[Some items]
start
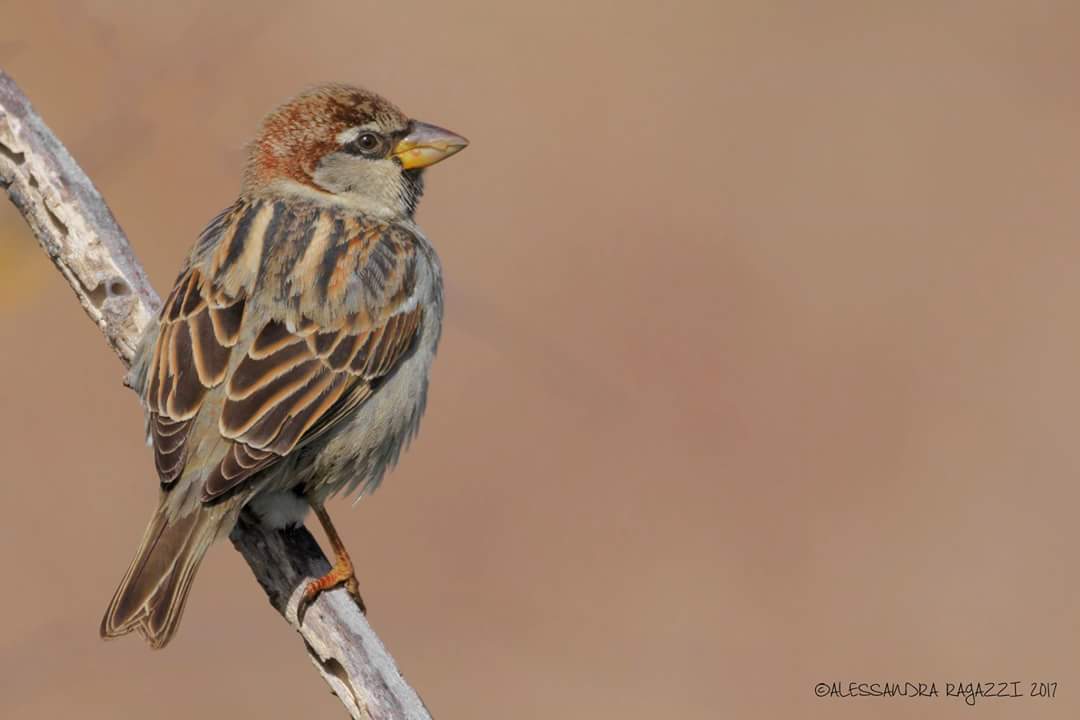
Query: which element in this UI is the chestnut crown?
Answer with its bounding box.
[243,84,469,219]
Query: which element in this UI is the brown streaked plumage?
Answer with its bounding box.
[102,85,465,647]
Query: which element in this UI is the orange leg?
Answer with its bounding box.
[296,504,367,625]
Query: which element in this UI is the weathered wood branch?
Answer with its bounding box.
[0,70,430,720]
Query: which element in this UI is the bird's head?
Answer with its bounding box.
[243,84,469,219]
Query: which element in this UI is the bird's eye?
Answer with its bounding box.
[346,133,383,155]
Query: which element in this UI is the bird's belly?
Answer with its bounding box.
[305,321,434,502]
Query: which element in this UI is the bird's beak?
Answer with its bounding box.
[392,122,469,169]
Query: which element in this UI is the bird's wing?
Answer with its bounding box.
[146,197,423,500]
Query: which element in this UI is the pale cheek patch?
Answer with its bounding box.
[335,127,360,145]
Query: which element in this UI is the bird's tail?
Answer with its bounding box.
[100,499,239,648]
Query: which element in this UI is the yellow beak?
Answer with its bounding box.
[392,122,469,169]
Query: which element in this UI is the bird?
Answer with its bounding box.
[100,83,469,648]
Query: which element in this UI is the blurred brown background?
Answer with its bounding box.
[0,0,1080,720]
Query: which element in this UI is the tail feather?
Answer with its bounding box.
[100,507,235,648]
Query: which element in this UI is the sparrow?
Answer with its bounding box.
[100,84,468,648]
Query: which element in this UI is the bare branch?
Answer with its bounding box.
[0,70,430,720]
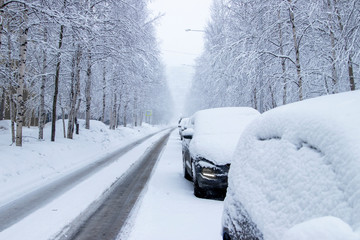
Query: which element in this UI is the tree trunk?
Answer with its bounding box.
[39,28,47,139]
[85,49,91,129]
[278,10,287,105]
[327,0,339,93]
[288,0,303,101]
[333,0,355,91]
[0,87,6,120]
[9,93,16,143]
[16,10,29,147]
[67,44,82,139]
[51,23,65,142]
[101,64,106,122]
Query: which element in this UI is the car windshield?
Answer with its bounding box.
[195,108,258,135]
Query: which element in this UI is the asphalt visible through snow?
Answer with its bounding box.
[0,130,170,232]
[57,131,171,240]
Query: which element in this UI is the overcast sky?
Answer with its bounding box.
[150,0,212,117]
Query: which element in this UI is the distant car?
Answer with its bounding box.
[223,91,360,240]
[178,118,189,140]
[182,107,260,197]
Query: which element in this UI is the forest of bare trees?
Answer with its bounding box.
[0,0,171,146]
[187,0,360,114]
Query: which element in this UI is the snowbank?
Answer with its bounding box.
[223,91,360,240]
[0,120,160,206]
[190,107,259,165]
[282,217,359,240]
end
Stated task –
Reproduce the items starting at the line containing "Query: which element in this UI is the forest" and ending at the last line of the items, keeping each request unchanged. Multiply every bounding-box coordinate in the answers by 0.55, rounding each result to the nearest whole number with halves rounded up.

Solved exercise –
Query: which element in this UI is the forest of bare trees?
Answer with its bounding box.
[0,0,94,80]
[103,0,198,63]
Query: which element in this UI is the snowbank?
Answer with its bounding box.
[123,50,198,132]
[0,66,88,113]
[105,59,142,91]
[155,119,197,132]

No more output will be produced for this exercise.